┌─ DOCUMENT
I think there was more, but that's what I remember off the top of my head. If it was up to me then I would've used Pascal - that's what it's designed for! But at least C# has strongly-typed variables, and doesn't care about your indentation (and unfortunately there was no non-OOP language choice available - I'm not sure how this got in the curriculum when every teacher knows you only teach one concept at a time). As I said, many other teachers felt the same way, but couldn't get it past their school admin's.
Notably, when I did my C.S. degree, they knew to only teach one concept at a time. We learnt Pascal in first year, then did OOP in second year.
Python does have OOP but you are not at all forced to use it. You can write code in a functional or even procedural style.
I do hate that python doesent have proper support for typing but I think weakly typed variables will actually help beginners as it is less to think about to start off with.
I think there are pros and cons here. In other languages it is considered good style to use indentation anyway.
I'm sure it is difficult to teach a large class like that though. It was hard enough for me to learn with a much more favourable teacher to student ratio than you probably have. Sorry but honestly I do sympathise with admin as well.
Not as an individual, but I'm talking about a situation precisely where the individual choices of teachers are ignored, in some cases by school admins, in some cases by faculty choices. Fortunately I also ran a computing club, in which I was autonomous with how I ran it, and I taught my computing club students C#/MAUI... but even then still saw some of the issues you run into with teaching students. e.g. I told them to install Visual Studio ready for next week, showed them where it was, what workloads to install, and then the next week one of the students had installed Blend for Visual Studio, not Visual Studio. "Look, it has Visual Studio in the name!". (sigh)
No, that's exactly the problem to start with. Another rule of teaching (see below for the full list I'm quoting these from) is "never let the first impression be a wrong one". If you let students think they can use variables for anything, then you run into problems when they can't. This is why teaching them with strong types first is better - they learn you need to be careful with how to use them, THEN maybe you can let them have some more freedom like Python allows.
└─
┌─ STORED RECORDS
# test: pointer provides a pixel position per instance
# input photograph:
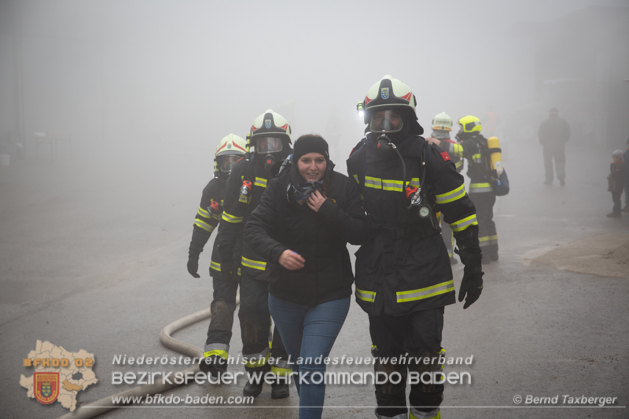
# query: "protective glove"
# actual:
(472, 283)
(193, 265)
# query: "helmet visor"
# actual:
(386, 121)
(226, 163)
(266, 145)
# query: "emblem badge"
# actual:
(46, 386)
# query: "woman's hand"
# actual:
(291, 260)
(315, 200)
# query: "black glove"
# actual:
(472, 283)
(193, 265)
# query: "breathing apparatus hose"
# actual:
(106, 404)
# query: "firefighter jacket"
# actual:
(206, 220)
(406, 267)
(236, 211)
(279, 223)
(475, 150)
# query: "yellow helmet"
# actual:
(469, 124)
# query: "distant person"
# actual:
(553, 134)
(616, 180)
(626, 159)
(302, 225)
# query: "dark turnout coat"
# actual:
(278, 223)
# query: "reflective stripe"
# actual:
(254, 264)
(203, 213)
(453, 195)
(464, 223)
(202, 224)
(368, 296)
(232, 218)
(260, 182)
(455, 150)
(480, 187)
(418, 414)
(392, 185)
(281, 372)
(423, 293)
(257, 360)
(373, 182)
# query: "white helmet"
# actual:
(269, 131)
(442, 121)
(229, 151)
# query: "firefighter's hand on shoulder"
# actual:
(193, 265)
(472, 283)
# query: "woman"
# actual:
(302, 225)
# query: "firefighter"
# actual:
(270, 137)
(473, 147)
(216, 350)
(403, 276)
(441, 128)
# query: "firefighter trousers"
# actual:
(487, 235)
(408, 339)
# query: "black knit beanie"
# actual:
└─
INSTRUCTION: Reproduce word for word everything in the discussion of teaching programming above, from "Python does have" down to "start off with.".

FULL ANSWER:
Python does have OOP but you are not at all forced to use it. You can write code in a functional or even procedural style.
I do hate that python doesent have proper support for typing but I think weakly typed variables will actually help beginners as it is less to think about to start off with.